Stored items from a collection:
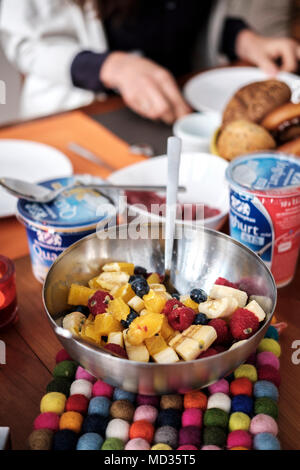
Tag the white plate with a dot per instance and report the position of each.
(211, 91)
(31, 161)
(201, 173)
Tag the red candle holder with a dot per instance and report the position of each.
(8, 294)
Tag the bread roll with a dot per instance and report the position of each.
(241, 137)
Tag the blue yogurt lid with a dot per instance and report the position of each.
(75, 208)
(267, 171)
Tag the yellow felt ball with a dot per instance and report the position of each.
(239, 421)
(161, 446)
(269, 344)
(246, 370)
(53, 402)
(71, 420)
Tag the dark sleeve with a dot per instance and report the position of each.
(85, 70)
(232, 27)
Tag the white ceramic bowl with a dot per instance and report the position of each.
(196, 130)
(202, 174)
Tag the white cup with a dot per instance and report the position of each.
(196, 130)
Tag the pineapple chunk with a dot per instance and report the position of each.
(136, 303)
(79, 295)
(155, 344)
(118, 308)
(117, 267)
(74, 322)
(188, 302)
(166, 356)
(125, 292)
(105, 323)
(144, 327)
(116, 337)
(154, 278)
(109, 280)
(255, 308)
(135, 353)
(154, 301)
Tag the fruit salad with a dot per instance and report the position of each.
(128, 311)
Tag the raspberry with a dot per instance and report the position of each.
(181, 318)
(98, 302)
(243, 324)
(170, 305)
(116, 349)
(222, 330)
(209, 352)
(221, 281)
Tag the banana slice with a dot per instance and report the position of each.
(219, 308)
(218, 292)
(255, 308)
(73, 322)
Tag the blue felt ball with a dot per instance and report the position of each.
(89, 441)
(265, 441)
(169, 417)
(242, 403)
(65, 440)
(264, 388)
(95, 423)
(99, 406)
(272, 333)
(123, 395)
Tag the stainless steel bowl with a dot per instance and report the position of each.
(197, 261)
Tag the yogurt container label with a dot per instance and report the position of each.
(265, 209)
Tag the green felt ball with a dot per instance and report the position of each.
(214, 435)
(112, 443)
(65, 369)
(266, 406)
(215, 417)
(59, 384)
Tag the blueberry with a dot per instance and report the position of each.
(198, 295)
(140, 271)
(140, 286)
(200, 319)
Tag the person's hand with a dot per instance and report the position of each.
(264, 51)
(146, 87)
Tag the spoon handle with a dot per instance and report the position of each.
(173, 152)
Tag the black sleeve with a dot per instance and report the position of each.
(232, 27)
(85, 70)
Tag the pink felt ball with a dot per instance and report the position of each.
(147, 400)
(62, 355)
(210, 447)
(267, 358)
(222, 386)
(102, 389)
(137, 444)
(239, 438)
(81, 373)
(187, 447)
(263, 423)
(270, 374)
(192, 417)
(145, 413)
(47, 420)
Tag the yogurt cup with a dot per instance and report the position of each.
(265, 209)
(53, 227)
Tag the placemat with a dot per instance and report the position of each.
(238, 412)
(134, 129)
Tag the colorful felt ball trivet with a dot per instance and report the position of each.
(239, 412)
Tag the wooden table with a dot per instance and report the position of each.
(31, 345)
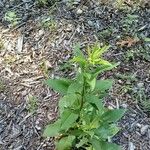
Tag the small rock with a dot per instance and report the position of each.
(79, 11)
(90, 23)
(144, 129)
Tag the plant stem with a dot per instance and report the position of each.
(82, 95)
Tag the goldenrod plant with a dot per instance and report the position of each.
(84, 122)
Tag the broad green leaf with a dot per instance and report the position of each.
(94, 100)
(105, 131)
(82, 142)
(67, 101)
(52, 129)
(77, 52)
(68, 119)
(147, 39)
(103, 85)
(75, 88)
(112, 115)
(103, 62)
(101, 145)
(92, 83)
(79, 60)
(65, 143)
(60, 85)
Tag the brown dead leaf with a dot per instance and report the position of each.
(128, 42)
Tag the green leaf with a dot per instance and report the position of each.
(82, 142)
(65, 143)
(103, 68)
(103, 85)
(105, 131)
(113, 115)
(94, 100)
(67, 101)
(92, 83)
(101, 145)
(68, 119)
(52, 129)
(147, 39)
(77, 52)
(75, 88)
(60, 85)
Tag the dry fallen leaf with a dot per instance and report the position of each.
(128, 42)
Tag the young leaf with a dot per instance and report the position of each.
(101, 145)
(105, 131)
(94, 100)
(67, 101)
(77, 52)
(68, 119)
(111, 116)
(75, 88)
(103, 85)
(65, 143)
(82, 142)
(52, 129)
(60, 85)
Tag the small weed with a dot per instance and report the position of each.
(142, 97)
(2, 86)
(32, 104)
(129, 77)
(12, 18)
(49, 23)
(1, 44)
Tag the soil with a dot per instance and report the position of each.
(39, 45)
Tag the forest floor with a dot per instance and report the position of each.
(39, 46)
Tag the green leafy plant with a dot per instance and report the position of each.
(11, 17)
(84, 122)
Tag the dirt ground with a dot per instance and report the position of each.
(39, 45)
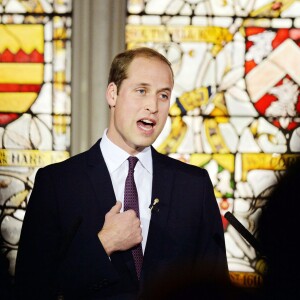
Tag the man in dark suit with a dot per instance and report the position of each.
(76, 239)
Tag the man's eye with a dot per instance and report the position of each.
(141, 91)
(164, 96)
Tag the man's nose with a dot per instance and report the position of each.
(152, 105)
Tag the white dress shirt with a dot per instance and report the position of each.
(117, 164)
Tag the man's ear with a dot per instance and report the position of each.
(111, 94)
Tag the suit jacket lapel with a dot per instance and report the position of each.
(105, 199)
(162, 187)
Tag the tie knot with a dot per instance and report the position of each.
(132, 162)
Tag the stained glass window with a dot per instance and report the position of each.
(236, 102)
(35, 103)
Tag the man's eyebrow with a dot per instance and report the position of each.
(165, 89)
(148, 84)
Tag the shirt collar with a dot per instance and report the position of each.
(115, 156)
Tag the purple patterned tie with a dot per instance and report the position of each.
(131, 201)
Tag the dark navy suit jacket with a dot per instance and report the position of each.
(59, 250)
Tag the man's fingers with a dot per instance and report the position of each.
(116, 208)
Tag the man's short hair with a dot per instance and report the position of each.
(121, 62)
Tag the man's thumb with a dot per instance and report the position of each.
(116, 208)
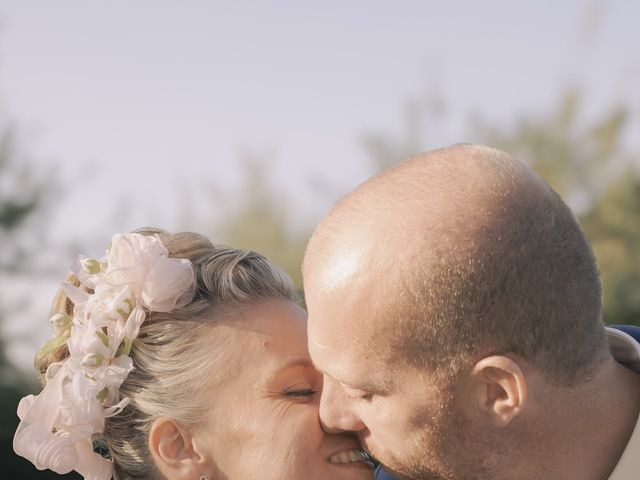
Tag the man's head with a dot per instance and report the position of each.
(434, 290)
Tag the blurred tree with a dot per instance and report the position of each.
(22, 221)
(588, 163)
(261, 221)
(591, 167)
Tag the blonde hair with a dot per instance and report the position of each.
(162, 382)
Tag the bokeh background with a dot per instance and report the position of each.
(247, 120)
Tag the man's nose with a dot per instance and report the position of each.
(336, 410)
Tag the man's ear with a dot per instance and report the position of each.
(175, 452)
(495, 390)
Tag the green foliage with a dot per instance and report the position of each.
(262, 222)
(590, 166)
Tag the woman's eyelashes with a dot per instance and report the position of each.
(303, 393)
(355, 394)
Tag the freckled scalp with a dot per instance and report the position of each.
(472, 252)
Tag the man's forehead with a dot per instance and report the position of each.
(350, 365)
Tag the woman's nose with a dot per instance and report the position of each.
(337, 413)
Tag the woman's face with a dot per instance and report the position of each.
(264, 417)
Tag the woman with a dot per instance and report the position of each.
(177, 359)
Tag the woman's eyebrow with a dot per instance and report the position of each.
(289, 364)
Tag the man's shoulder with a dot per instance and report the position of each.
(631, 330)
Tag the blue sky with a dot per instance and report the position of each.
(132, 104)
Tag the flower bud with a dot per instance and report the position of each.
(91, 265)
(92, 360)
(60, 322)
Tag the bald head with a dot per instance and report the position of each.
(461, 252)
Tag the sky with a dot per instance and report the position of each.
(139, 109)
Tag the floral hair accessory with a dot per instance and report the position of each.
(57, 426)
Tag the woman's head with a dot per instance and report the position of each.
(221, 385)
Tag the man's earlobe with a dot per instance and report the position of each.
(497, 388)
(175, 451)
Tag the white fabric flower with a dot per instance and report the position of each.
(57, 425)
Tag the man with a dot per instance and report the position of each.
(455, 311)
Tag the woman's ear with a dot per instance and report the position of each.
(176, 453)
(495, 390)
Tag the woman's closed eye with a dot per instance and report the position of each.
(303, 393)
(357, 394)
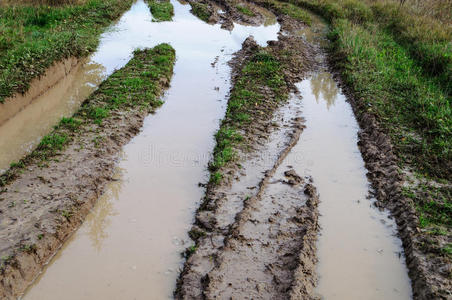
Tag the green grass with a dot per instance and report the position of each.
(161, 10)
(201, 10)
(32, 38)
(398, 67)
(137, 85)
(261, 70)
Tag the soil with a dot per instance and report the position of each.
(255, 232)
(42, 206)
(60, 70)
(430, 277)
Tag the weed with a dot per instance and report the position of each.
(201, 10)
(131, 86)
(245, 10)
(216, 177)
(67, 214)
(190, 251)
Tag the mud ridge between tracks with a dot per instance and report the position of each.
(46, 199)
(255, 232)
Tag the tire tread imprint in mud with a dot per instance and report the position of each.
(61, 181)
(256, 239)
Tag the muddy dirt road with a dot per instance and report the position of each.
(291, 217)
(139, 228)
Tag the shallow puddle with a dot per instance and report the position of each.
(129, 247)
(359, 255)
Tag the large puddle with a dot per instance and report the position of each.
(359, 255)
(130, 245)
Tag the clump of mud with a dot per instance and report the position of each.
(45, 200)
(255, 231)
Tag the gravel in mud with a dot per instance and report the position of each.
(255, 232)
(47, 200)
(430, 277)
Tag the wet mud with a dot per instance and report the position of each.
(256, 234)
(143, 238)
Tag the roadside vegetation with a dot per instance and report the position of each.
(249, 97)
(396, 59)
(33, 37)
(201, 10)
(139, 84)
(286, 8)
(161, 10)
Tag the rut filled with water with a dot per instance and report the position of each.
(130, 244)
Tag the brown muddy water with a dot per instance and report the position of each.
(359, 255)
(130, 245)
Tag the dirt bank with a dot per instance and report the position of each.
(47, 195)
(430, 277)
(255, 231)
(60, 70)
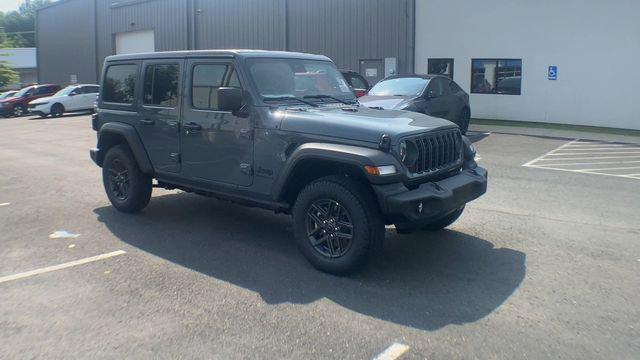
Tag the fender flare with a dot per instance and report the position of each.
(132, 139)
(356, 156)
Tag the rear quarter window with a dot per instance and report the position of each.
(120, 83)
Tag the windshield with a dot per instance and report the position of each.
(291, 79)
(399, 87)
(66, 91)
(24, 91)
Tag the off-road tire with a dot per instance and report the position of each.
(367, 225)
(139, 189)
(445, 221)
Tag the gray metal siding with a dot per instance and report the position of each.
(350, 30)
(65, 42)
(240, 24)
(345, 30)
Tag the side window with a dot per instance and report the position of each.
(206, 79)
(161, 85)
(120, 83)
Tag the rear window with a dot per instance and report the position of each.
(120, 83)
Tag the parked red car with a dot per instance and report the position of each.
(17, 105)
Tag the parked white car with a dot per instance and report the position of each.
(73, 98)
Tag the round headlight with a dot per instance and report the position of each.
(408, 153)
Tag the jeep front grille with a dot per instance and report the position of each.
(437, 151)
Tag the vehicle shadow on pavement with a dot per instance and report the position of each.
(423, 280)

## Problem details
The lines from the one holding "Tag the large" through the end of the material above are to be echoed exactly, both ends included. Do not include pictures.

## Exercise answer
Tag the large puddle with a dot per instance and report the position of each.
(359, 255)
(130, 245)
Tag the clump of mud with a dot per instance and report the position of each.
(45, 200)
(255, 231)
Tag the gravel in mud with a dot per instance and report the position of each.
(255, 232)
(47, 200)
(430, 277)
Tag the wet mud with a dot per instance and report the position of each.
(256, 234)
(143, 238)
Tag the roadside vegetation with a dot per instance and report the position of each.
(249, 97)
(396, 59)
(33, 37)
(201, 10)
(139, 84)
(286, 8)
(161, 10)
Tag the rut filled with water with a dot per instance and report the position of each.
(130, 244)
Tag the brown muddy water with a dot per instance and report the position of each.
(359, 255)
(130, 245)
Tag the dirt bank with a dot per instance and report the position of each.
(47, 195)
(430, 277)
(255, 231)
(60, 70)
Tag the fender flare with a dot per instance and report the position of each.
(132, 139)
(356, 156)
Tag the rear quarter window with a dot per instance and report the position of each.
(120, 83)
Tag the windshield with a dot per instance and report the position of each.
(291, 79)
(399, 87)
(66, 91)
(24, 91)
Tag the off-road tire with a dot per instance and report the position of each.
(367, 225)
(139, 189)
(445, 221)
Tag the gray metal siding with a dot per instance and report the position of each.
(350, 30)
(65, 42)
(240, 24)
(345, 30)
Tag the side window with a dot per instance and report the position of each.
(206, 79)
(161, 85)
(120, 83)
Tag the rear window with a dot per instance and report the position of each.
(120, 83)
Tag the parked red car with a dot per instance and report the position of each.
(17, 105)
Tag the parked white car with a dot per instance and report the position of each.
(73, 98)
Tag the round headlight with a dot per instance and report the position of each.
(408, 153)
Tag the jeep front grille with a dot per instance and report the position of each.
(437, 151)
Tag the vehicle shadow on pavement with a dot per instance and report the position of each.
(423, 280)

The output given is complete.